ACTION ITEM
Reproduce the parenting essay below verbatim, from "None other brings" up to and including "from teenage siblings.".

No matter how prepared a parent is to answer such an inquiry, the Big Question still comes as a surprise.
None other brings with it so many different ways to answer with repercussions if those answers aren't adequate.
I want to be honest, but shouldn't give more information than necessary. Personal anecdotes are more than a little inappropriate, so no oversharing. Our children don't need to hear about the ways Mommy and Daddy had to practice to get it right. Just the facts.
Our children should feel safe and comfortable asking us anything; I certainly don't want them to learn more from knuckleheads at school than from knuckleheads at home. At least we don't pick our nose or get all our information from teenage siblings.
No answer should imply that their questions are dirty or bad. Yet I don't want to be flippant and act like the whole episode, while a bit awkward at times, is just one big joke.
Let's face it - who wants to be reminded in family therapy years from now that smirks and explicit answers led to sexual dysfunction. Or the priesthood.
At first, I pretended not to understand the question. Because that's enlightened.
"I'm sorry, sweetie, what are you asking?"
"What does s-e-x mean?" Youngest said, all innocent and curious.
Okay, here goes, Catherine. Try not to f*ck this up.
"It means lots of things. Tell me how it was used in a sentence."
What? Context matters.
"I heard it at school. Colin said s-e-x is a big deal."
"Well, I suppose it is a big deal. S-e-x spells sex."
"What's sex?"

Referring expression pointing data
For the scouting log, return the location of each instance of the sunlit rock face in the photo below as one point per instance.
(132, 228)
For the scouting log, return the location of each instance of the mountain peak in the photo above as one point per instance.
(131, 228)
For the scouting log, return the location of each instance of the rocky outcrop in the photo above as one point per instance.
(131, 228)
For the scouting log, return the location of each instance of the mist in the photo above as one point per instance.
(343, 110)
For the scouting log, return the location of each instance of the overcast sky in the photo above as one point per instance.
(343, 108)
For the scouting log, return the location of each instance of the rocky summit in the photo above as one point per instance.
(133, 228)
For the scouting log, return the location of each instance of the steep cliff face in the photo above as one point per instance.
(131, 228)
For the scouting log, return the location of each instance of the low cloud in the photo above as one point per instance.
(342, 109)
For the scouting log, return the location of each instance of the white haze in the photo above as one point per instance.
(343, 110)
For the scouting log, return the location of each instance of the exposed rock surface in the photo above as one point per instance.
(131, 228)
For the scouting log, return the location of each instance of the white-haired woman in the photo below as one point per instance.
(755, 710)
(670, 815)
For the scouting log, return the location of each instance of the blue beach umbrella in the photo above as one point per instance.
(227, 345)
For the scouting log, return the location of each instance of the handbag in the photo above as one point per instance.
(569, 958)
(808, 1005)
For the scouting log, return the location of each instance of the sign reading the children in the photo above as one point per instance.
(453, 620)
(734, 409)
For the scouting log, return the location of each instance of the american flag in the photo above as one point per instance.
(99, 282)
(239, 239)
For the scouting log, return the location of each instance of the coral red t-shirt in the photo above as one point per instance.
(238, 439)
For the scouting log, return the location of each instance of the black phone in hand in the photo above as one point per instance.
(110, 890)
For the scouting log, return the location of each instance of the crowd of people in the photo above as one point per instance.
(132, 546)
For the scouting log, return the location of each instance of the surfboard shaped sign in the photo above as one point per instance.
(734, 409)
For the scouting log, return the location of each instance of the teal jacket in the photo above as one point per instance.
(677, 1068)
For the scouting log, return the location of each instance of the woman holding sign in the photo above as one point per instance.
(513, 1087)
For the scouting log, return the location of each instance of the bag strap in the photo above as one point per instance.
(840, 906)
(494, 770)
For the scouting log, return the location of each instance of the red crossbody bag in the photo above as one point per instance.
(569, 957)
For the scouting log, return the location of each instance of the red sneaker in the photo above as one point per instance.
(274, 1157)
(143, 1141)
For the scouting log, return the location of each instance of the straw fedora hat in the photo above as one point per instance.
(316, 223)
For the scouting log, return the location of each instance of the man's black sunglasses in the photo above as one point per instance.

OUTPUT FOR THIS TASK
None other brings with it so many different ways to answer with repercussions if those answers aren't adequate.
I want to be honest, but shouldn't give more information than necessary. Personal anecdotes are more than a little inappropriate, so no oversharing. Our children don't need to hear about the ways Mommy and Daddy had to practice to get it right. Just the facts.
Our children should feel safe and comfortable asking us anything; I certainly don't want them to learn more from knuckleheads at school than from knuckleheads at home. At least we don't pick our nose or get all our information from teenage siblings.